- **REQUIRED WORK**
Rewrite the listing from the line containing "Where can the cloud" through the line containing "<point>285,49</point>", changing "storm" to "rain" and leaving everything else unchanged.

** START EXTRACTED DATA **

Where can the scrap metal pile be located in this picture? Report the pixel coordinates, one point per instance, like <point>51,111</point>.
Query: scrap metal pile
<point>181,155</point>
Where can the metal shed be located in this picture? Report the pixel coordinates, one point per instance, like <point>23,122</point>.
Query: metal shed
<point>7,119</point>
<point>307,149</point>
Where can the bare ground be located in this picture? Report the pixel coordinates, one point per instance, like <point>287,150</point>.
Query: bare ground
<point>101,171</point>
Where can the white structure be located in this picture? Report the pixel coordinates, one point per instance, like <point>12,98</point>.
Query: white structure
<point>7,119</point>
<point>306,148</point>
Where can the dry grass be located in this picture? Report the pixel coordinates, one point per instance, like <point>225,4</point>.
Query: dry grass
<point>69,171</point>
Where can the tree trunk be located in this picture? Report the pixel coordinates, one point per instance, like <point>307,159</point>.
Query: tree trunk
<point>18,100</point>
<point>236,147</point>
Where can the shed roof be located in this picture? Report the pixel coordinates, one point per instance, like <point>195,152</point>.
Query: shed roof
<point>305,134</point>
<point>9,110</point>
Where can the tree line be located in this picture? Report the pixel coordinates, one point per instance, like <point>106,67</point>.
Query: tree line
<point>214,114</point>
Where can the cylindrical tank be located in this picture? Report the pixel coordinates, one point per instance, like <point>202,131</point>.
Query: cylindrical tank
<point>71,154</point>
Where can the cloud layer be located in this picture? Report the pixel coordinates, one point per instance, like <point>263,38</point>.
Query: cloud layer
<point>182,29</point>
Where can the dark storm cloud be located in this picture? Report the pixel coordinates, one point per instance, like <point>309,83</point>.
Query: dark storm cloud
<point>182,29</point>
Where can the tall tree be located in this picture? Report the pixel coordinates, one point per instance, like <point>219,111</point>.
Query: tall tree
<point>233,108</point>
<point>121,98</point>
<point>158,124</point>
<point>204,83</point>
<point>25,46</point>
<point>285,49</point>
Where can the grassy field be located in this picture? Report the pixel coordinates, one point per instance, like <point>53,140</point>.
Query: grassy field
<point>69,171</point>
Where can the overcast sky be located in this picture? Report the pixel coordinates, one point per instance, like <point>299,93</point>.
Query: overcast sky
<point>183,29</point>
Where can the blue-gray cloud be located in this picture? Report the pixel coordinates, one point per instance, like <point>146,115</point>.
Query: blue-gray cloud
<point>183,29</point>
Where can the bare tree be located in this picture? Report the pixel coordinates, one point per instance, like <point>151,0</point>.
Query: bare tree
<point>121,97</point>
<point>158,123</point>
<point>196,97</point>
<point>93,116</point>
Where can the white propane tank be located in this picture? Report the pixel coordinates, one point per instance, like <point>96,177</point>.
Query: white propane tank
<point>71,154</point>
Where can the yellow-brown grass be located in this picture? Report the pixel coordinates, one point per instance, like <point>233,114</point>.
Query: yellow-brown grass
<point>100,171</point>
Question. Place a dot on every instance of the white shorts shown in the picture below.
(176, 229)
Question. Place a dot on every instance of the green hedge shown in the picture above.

** END EXTRACTED DATA **

- **THE RESULT**
Where can the cloud layer be located in this picture? Report the pixel coordinates, one point per instance, like <point>263,38</point>.
Query: cloud layer
<point>182,29</point>
Where can the dark rain cloud be located in this picture? Report the pixel coordinates, one point per instance, like <point>309,83</point>.
Query: dark rain cloud
<point>182,29</point>
Where can the tall tree be located in this picture? Report the pixel coordinates, one point per instance, like <point>219,111</point>.
Query: tall tree
<point>233,108</point>
<point>121,98</point>
<point>158,124</point>
<point>204,83</point>
<point>25,46</point>
<point>285,49</point>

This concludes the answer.